**TEXT SEGMENT:**
Start of Block

But I hate the ELO and general constant dick comparison attitude of most chess communities.

I lack any semblance of passion.

Story is shit, balance is all over the place, SJW "queen is most powerful" garbage, and racist bullshit like the white pieces go first.

Not enough variables, too predictable.

Someone do me a favour and post the tiniest-brained of tiny-brain Wojaks and that will sum up what I'm working with here in regards to chess.

The game is completely pointless. It's all about memorising what moves to make and when. It's a game you can get better at without ever playing once.

There's no "perfect" game of chess, but we've gotten as near as we can to it. Chess is for extremely left-brained, logical people who've memorized every move and counter move possible.

People should just stop playing this stupid game, so we can put it in a museum and see how far we've come in game development.

I don't have autism

I am an obsessive chess player, I'm just not any good

Computers now will always beat humans at it which makes the entire exercise a bit pointless.

I'd rather play something like magic the gathering or warhammer 40k which takes human skill as computers haven't mastered them yet.

I find chess to be a pretty average game. I appreciate the capacity for strategic moves, but have little love for how dry and mechanical they are. Still an excellent game I'll never turn down if asked to play.

It's not all that fun. There's the potential for high level play but to what end? I'm competent but not the best. I can beat everyone but my brother and he can't beat anyone great at it. It's the same problem the RTS genre has in videogames. You have people you're going to crush, you have people who are going to crush you, and there's a huge power gap you have to overcome inbetween where you're not really going to have close games all that often.

>Give me one reason why you're not an obsessive chess player.
I don't like chess.

If I ever decide to sink time into a game like chess, it will not be chess.

End of Block

**GOAL OF THE EXERCISE:**
Return the part of the chess comments that opens with the words containing "I lack any semblance" and closes with "in game development.". The rows that come after these chess comments are separate material.

**LISTED ENTRIES:**
Start of Block

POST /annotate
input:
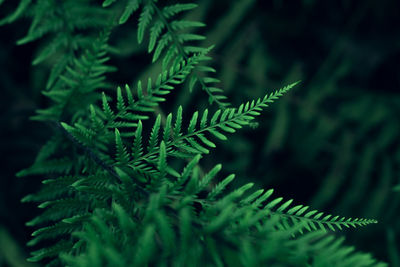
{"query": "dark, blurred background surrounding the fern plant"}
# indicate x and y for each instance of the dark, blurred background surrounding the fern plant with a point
(331, 143)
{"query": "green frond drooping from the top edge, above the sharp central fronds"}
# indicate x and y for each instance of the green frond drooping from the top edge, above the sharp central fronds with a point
(170, 39)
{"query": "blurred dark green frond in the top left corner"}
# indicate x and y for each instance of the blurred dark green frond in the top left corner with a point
(60, 24)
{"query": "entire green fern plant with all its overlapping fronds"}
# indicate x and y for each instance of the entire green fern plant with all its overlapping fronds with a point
(120, 192)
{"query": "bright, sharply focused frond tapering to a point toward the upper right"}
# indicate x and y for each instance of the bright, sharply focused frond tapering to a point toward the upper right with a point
(194, 140)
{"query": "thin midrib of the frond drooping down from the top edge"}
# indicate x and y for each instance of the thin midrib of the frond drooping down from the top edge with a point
(183, 54)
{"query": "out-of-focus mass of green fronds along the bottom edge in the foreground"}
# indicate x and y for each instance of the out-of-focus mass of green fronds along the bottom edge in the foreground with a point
(214, 225)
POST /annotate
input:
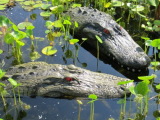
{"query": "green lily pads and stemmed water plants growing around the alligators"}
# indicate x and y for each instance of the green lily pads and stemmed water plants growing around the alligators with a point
(59, 28)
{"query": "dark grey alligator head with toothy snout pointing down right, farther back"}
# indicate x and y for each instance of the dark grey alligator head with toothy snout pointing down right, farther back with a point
(117, 43)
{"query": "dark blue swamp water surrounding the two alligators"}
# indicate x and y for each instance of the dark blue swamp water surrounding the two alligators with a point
(68, 109)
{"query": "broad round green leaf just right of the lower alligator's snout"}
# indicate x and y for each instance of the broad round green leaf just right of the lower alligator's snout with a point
(142, 88)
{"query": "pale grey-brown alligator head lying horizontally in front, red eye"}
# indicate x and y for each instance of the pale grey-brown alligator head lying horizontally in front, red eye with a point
(55, 80)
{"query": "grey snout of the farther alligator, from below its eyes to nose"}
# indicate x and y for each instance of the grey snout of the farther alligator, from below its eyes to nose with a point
(126, 52)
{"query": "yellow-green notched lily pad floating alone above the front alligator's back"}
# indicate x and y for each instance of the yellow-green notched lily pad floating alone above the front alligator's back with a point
(49, 50)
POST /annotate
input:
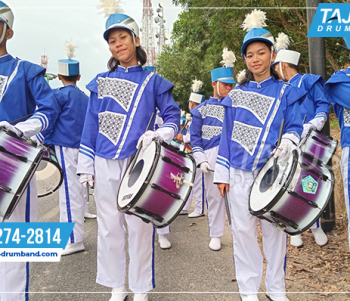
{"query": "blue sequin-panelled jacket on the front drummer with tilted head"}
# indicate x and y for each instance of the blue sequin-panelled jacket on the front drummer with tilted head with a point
(120, 107)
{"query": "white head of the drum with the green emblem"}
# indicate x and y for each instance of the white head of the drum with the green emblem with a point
(269, 185)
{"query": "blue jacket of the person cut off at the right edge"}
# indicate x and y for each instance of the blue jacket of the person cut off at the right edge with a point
(337, 90)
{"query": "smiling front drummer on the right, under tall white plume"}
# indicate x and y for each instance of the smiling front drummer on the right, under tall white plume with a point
(253, 114)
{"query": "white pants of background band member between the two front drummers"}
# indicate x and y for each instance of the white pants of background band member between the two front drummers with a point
(216, 203)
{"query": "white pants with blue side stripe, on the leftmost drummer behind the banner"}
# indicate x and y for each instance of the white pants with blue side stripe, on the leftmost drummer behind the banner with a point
(14, 276)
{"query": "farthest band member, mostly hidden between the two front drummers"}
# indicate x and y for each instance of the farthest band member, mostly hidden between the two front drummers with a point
(198, 190)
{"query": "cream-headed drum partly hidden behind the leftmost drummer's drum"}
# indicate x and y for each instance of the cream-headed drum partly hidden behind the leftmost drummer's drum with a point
(49, 175)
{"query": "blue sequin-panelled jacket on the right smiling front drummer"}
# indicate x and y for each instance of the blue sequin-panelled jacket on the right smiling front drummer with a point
(253, 115)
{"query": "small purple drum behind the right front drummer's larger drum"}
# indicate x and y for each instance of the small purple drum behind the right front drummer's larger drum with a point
(319, 146)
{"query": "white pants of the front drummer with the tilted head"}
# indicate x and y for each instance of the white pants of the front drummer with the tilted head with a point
(111, 255)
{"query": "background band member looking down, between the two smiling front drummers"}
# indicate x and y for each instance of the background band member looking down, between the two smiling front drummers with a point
(206, 129)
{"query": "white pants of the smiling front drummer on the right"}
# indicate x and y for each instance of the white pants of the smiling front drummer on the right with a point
(247, 254)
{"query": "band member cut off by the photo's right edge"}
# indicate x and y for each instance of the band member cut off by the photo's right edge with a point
(337, 91)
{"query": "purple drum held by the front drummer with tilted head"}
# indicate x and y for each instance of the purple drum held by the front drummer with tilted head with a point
(158, 186)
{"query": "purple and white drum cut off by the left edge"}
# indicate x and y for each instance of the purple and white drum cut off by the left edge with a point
(19, 158)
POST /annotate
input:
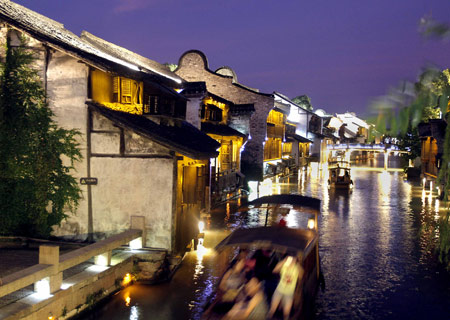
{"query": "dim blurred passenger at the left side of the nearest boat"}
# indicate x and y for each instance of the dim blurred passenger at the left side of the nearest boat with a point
(232, 282)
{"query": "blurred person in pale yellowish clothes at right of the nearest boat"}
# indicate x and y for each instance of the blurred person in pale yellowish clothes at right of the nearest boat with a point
(291, 273)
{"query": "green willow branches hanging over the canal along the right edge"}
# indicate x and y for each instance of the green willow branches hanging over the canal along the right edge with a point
(399, 113)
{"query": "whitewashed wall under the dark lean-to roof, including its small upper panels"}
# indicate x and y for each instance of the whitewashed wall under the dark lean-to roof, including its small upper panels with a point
(139, 182)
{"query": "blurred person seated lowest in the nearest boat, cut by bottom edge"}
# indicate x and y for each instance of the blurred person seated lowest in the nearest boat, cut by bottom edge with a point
(252, 306)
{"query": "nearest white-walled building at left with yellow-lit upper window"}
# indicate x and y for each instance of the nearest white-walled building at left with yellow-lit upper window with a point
(147, 160)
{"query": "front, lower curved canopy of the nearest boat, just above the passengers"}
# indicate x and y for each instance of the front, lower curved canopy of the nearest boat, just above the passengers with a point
(274, 238)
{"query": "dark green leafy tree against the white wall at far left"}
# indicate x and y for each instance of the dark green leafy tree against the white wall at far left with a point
(36, 156)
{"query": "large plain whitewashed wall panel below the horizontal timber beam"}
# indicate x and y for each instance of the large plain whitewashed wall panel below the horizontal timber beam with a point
(133, 186)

End of Block

**FINISHED EXERCISE:**
I lack any semblance of passion.

Story is shit, balance is all over the place, SJW "queen is most powerful" garbage, and racist bullshit like the white pieces go first.

Not enough variables, too predictable.

Someone do me a favour and post the tiniest-brained of tiny-brain Wojaks and that will sum up what I'm working with here in regards to chess.

The game is completely pointless. It's all about memorising what moves to make and when. It's a game you can get better at without ever playing once.

There's no "perfect" game of chess, but we've gotten as near as we can to it. Chess is for extremely left-brained, logical people who've memorized every move and counter move possible.

People should just stop playing this stupid game, so we can put it in a museum and see how far we've come in game development.